-- START PROVIDED DATA --

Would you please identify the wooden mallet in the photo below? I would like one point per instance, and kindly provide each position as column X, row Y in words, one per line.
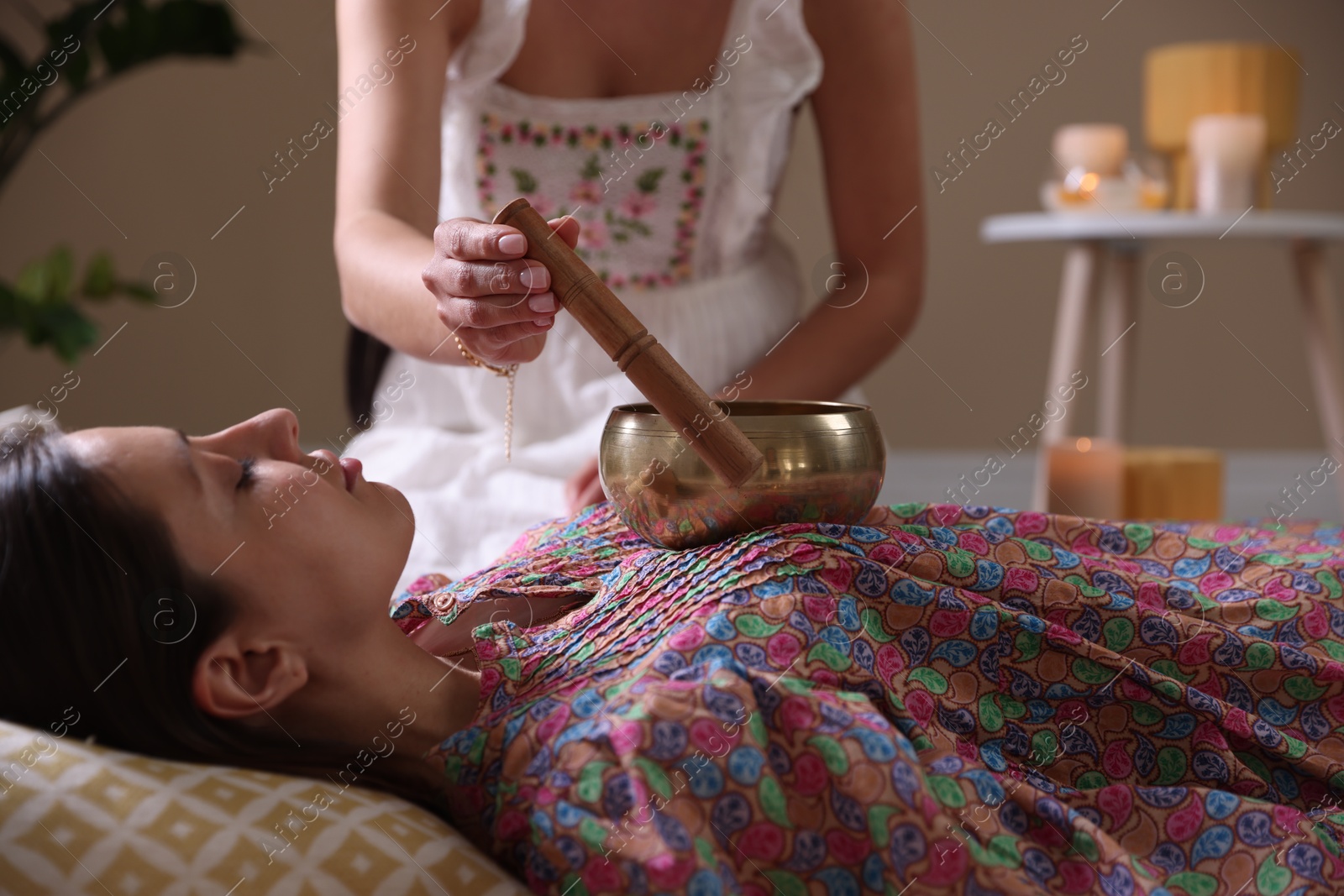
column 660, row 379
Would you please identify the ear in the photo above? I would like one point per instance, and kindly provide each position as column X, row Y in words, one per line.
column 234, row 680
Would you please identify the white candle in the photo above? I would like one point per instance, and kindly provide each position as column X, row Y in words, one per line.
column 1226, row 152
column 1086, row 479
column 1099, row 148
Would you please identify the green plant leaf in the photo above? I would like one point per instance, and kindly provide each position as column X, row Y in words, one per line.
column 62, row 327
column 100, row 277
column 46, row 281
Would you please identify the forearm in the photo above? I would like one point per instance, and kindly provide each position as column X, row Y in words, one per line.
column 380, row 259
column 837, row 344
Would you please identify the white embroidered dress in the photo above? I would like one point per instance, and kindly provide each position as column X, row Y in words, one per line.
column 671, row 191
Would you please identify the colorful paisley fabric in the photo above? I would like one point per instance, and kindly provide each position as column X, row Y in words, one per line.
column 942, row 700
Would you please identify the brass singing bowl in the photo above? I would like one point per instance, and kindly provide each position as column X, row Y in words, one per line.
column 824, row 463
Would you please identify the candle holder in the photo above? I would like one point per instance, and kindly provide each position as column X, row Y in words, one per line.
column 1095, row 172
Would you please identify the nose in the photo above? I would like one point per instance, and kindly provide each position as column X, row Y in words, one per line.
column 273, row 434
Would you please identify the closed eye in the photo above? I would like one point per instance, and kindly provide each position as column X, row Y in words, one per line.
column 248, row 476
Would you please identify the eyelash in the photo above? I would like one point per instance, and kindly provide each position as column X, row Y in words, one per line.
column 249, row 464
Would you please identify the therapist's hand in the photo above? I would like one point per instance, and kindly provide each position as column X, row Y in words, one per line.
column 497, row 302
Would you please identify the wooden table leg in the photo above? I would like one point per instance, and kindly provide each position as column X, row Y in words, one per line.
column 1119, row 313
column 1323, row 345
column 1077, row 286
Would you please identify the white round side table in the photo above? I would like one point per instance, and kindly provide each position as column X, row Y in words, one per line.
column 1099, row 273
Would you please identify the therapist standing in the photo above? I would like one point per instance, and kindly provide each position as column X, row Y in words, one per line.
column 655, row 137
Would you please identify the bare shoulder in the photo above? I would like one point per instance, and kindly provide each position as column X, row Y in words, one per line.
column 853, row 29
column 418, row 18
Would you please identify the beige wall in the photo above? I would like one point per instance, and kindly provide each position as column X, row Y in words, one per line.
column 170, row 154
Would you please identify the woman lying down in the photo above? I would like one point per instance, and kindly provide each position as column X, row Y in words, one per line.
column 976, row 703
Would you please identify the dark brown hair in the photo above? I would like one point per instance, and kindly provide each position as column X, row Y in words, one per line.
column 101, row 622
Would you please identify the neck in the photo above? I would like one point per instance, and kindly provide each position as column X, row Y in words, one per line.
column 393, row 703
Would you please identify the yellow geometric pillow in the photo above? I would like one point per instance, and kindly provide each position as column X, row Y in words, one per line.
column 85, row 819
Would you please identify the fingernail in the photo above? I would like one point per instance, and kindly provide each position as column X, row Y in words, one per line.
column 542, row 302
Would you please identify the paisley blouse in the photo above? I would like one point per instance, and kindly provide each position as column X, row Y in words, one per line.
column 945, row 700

-- END PROVIDED DATA --
-- START PROVIDED DATA --

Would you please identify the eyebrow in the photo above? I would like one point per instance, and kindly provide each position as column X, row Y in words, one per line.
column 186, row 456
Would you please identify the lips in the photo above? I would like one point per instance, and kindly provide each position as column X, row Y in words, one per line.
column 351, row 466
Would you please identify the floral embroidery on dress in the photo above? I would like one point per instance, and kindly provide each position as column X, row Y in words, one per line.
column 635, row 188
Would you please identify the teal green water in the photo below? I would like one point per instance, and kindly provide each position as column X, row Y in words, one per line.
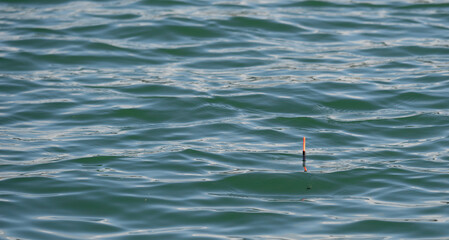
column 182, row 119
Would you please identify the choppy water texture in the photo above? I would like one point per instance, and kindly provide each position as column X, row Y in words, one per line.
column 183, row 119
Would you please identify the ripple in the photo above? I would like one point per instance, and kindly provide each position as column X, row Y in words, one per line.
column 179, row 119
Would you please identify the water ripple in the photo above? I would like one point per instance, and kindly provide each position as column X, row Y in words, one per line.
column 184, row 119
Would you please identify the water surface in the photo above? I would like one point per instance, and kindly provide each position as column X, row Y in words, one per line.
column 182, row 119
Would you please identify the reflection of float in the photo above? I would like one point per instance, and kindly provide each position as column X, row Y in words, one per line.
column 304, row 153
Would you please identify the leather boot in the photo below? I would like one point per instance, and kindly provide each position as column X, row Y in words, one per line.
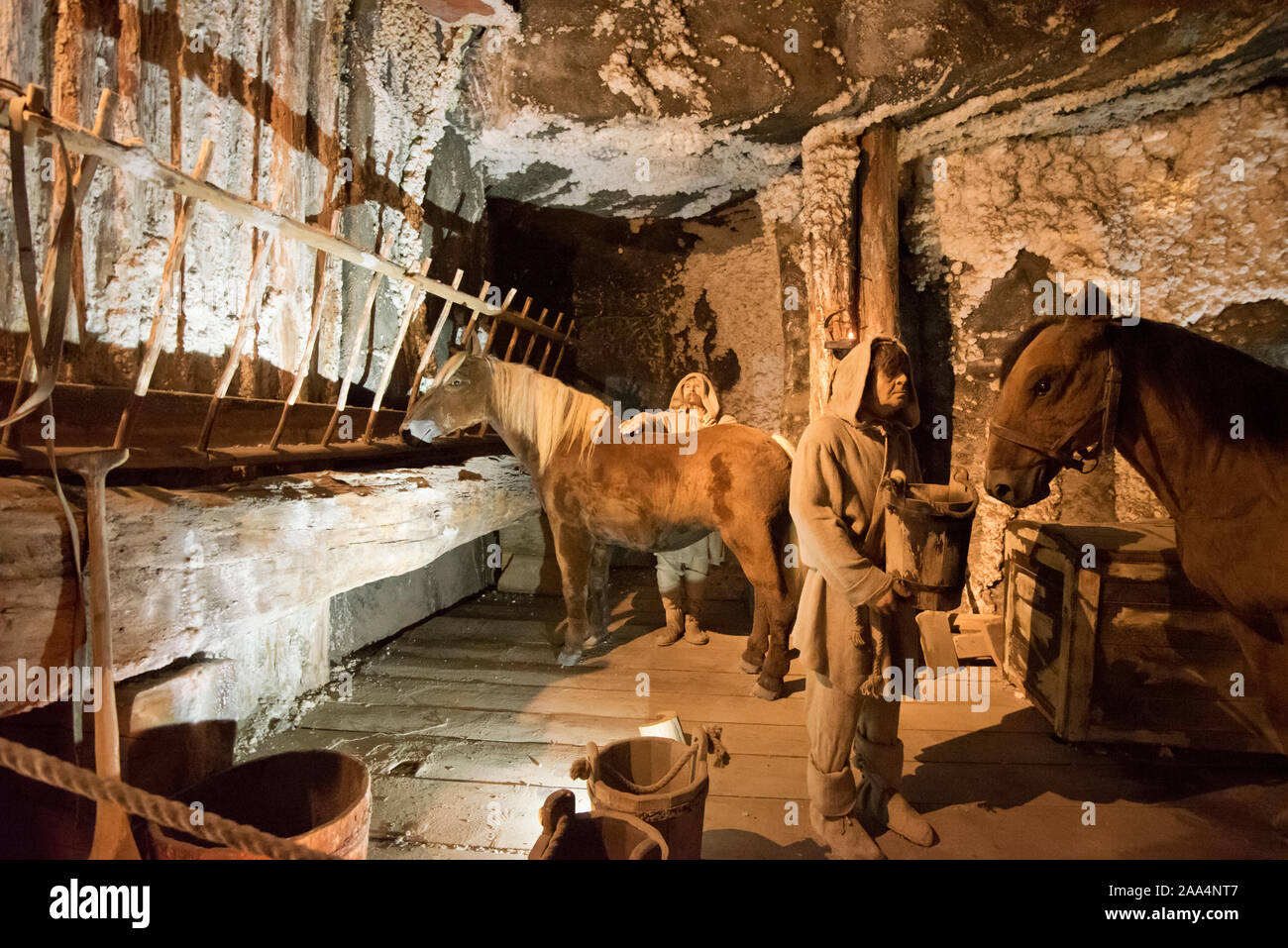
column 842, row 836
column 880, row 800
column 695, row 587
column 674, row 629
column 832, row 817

-- END PROVIDED DATA --

- **WHAT IS ASKED**: Please return, word for word, the records from the line with "Would you please identify the paisley" through the line with "column 945, row 700", both included, and nothing else.

- **IN RESPONSE**:
Would you please identify the paisley blouse in the photo above? I would like one point per instance, and kindly provide each position as column X, row Y in words, one per line.
column 945, row 700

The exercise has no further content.